■ Challenge a
Answer these questions from the email below:
(i) What message is the HNB-GW said never to send to the CN?
(ii) What identifier does that message contain?
(iii) What issues are classic MSCs likely to run into when talking to a large quantity of signalling peers?

>> Start Passage to read

Hi Neels,
On Sun, Apr 03, 2016 at 12:00:03AM +0200, Neels Hofmeyr wrote:
We've recently noticed that our HNB-GW doesn't
ever send an id-Reset to
the CN. Now I'm trying to pinpoint precisely when this should happen.
For discussion, I'm focusing on CS, though this applies to PS as well.
It should happen once every time the signalling link between the HNB-GW
and the respective CN node is established, or whenever the HNB-GW looses
some state and thus wants to request re-initialization of the state on
the CN side.
To facilitate paging, the CSCN needs to remember which
RNC-Ids it has seen
on a given IuCS link. The id-Reset message contains the Global RNC Id and
allows the CSCN to know who's connected.
So far my thoughts are that the HNB-GW should forward all and any id-Reset
messages received from an hNodeB to the connected CSCN. It should look
like the RNCs were directly connected to the CN.
I don't think so, sorry. One of the major reasons to have a HNB-GW in
the HomeNodeB Architecture from my understanding is that you want to
"Hide" the presence of potentially tens or hundreds of thousands of
femtocells (hNodeB) from your core signalling elements like the MSC.
Classic MSCs are not designed to talk to such a large quantity of
signalling peers, and most likely run into scalability and/or licensing
issues.

>> End Passage to read
>> Start Record set

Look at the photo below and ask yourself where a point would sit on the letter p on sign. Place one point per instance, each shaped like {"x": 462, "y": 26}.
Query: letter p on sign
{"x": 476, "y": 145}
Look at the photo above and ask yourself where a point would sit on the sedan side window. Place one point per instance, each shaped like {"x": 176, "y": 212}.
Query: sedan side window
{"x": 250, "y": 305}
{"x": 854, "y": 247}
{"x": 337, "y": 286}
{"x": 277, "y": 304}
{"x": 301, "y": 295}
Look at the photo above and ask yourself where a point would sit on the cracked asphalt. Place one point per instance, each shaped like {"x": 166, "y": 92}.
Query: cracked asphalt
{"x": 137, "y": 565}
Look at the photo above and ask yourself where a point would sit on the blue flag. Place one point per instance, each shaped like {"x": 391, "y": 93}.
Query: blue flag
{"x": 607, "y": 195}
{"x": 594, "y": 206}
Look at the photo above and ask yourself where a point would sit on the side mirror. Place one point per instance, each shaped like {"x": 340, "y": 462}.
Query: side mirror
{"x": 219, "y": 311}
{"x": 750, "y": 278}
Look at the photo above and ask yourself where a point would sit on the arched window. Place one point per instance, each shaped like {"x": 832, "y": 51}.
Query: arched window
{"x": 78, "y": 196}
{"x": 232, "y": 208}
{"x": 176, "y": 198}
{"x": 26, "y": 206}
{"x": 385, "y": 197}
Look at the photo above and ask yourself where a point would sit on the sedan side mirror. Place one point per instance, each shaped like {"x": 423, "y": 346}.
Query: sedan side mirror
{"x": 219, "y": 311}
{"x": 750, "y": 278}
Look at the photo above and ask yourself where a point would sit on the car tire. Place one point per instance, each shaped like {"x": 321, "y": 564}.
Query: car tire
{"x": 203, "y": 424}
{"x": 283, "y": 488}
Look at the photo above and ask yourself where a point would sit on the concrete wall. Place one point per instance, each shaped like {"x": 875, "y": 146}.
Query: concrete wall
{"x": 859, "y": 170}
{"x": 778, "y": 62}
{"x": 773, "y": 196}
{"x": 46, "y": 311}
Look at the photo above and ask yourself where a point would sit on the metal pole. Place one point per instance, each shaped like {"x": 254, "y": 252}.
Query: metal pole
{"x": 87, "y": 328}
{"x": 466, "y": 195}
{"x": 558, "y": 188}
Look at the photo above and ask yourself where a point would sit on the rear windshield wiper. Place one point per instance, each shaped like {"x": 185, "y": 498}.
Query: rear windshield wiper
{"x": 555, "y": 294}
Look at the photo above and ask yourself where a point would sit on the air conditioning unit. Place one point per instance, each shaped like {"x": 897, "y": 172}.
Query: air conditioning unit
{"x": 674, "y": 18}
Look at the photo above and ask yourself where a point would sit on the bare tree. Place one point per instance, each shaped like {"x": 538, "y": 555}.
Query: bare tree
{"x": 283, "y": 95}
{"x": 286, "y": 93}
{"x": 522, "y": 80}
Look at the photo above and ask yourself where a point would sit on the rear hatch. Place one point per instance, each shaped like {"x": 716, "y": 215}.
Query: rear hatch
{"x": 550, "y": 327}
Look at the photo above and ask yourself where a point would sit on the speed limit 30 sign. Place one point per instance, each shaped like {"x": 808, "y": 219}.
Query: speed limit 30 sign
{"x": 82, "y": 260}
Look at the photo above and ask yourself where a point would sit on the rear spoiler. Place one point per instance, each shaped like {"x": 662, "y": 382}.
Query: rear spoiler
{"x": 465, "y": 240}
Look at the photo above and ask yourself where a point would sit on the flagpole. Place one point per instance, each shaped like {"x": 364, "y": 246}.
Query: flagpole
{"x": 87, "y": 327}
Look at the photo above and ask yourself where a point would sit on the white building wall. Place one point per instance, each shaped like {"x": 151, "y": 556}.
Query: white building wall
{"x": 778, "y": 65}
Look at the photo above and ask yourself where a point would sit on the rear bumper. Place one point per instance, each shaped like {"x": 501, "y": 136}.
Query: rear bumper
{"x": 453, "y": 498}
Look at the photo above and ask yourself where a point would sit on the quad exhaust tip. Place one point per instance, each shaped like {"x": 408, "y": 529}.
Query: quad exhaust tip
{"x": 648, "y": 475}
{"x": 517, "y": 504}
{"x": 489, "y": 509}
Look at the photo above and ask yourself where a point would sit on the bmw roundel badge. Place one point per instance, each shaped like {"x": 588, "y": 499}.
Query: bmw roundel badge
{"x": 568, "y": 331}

>> End Record set

■ Challenge b
Locate each line in the rows above that contains the string "limit" and copy it. Case counts.

■ Output a
(i) An id-Reset.
(ii) The Global RNC Id.
(iii) Scalability and/or licensing issues.

■ Output b
Look at the photo above and ask yourself where a point would sit on the speed limit 30 sign. Place one point per instance, each shaped like {"x": 808, "y": 219}.
Query: speed limit 30 sign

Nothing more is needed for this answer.